- **SEGMENTO DO DOCUMENTO**

● ● ● ● ● ● ●

No entanto, se hoje em dia é possível dizer que há água em boas condições e de excelente qualidade quando se abre a torneira, ainda não se pode dizer que os rios portugueses estejam no mesmo nível: “Muitas das mesmas ETAR e dos sistemas de tratamento não conseguem dar essa garantia”, salientou o investigador.

Além da poluição proveniente da utilização doméstica e industrial, o especialista destacou o papel das práticas agrícolas intensivas – como as pecuárias – em zonas “já conhecidas”, como o rio Liz e a ribeira dos Milagres, em Leiria.

De acordo com Pedro Teiga, as zonas mais problemáticas nesta matéria localizam-se na Grande Lisboa e no Grande Porto, locais onde as linhas de água e as ribeiras se encontram “em pior estado”, devido ao facto de estarem entubados ou à ineficácia dos sistemas de saneamento.

São poucas as grandes cidades que não têm problemas de saneamento” e “poucos os sistemas que eu conheço que, em 365 dias do ano, estejam a funcionar corretamente, de dia e de noite”, indicou.

● ● ● ● ● ● ●

- **EXCERTO DE DADOS**
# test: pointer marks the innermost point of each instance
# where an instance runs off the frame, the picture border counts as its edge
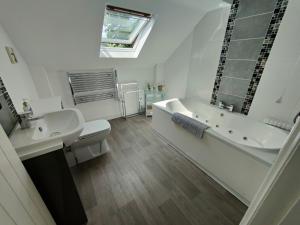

● ● ● ● ● ● ●

- **INSTRUÇÃO**
Por favor, reescreva o segmento sobre a qualidade dos rios portugueses entre "No entanto, se" e "Milagres, em Leiria.", inclusive, trocando "investigador" por "cientista". Os dados constituem material independente do segmento.

- **RESPOSTA**
No entanto, se hoje em dia é possível dizer que há água em boas condições e de excelente qualidade quando se abre a torneira, ainda não se pode dizer que os rios portugueses estejam no mesmo nível: “Muitas das mesmas ETAR e dos sistemas de tratamento não conseguem dar essa garantia”, salientou o cientista.

Além da poluição proveniente da utilização doméstica e industrial, o especialista destacou o papel das práticas agrícolas intensivas – como as pecuárias – em zonas “já conhecidas”, como o rio Liz e a ribeira dos Milagres, em Leiria.